"""

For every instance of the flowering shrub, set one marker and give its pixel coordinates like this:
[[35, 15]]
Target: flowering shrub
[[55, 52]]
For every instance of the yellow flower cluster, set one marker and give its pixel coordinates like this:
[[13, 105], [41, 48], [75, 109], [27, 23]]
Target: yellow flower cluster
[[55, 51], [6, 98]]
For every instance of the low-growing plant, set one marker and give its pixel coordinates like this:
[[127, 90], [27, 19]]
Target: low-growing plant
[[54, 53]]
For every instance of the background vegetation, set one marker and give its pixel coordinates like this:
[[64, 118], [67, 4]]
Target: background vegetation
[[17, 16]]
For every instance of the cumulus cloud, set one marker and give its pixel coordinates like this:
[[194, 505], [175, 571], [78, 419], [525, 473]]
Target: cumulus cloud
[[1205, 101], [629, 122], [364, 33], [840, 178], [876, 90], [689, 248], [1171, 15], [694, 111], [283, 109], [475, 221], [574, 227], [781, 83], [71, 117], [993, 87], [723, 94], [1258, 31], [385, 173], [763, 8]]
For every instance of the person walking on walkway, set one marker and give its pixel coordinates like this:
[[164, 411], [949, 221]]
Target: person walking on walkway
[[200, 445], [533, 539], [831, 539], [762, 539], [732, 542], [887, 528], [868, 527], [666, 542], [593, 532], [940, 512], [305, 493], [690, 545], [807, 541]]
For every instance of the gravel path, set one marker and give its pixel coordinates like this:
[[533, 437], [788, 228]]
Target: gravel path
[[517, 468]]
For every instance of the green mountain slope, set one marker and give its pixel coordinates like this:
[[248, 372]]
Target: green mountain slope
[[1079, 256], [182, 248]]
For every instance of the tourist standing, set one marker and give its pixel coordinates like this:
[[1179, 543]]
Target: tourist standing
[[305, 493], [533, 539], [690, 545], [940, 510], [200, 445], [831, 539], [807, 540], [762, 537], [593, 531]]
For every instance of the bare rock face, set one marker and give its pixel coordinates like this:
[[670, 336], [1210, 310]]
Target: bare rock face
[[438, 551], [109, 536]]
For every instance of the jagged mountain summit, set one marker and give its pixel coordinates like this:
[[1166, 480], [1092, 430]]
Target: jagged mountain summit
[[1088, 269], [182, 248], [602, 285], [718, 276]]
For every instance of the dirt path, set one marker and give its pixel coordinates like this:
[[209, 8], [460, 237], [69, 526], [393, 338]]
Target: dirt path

"""

-- What needs to be done --
Above are the records; from them, give again exactly the lines from the one containing "For every instance of the person" to the one containing "[[1179, 543]]", both lines included, and nothing more.

-- Finished task --
For every instance of the person walking on walkway, set one marker and give its pixel coordinates like this:
[[164, 411], [949, 221]]
Target: person walking on walkway
[[200, 445], [533, 539], [831, 539], [762, 539], [732, 542], [887, 528], [868, 527], [666, 542], [593, 532], [940, 512], [305, 493], [690, 545], [807, 541]]
For every instance of the gravel path, set one marker and give its pixel coordinates like this:
[[533, 437], [788, 228]]
Target: gravel path
[[517, 468]]
For every instance of the green mountain slope, set one marker and give its pixel coordinates like this:
[[248, 372]]
Target: green mountain slope
[[1079, 256], [182, 248]]
For every instance of the tourist standing, set one marker and give its pixel coordinates like this:
[[1179, 543]]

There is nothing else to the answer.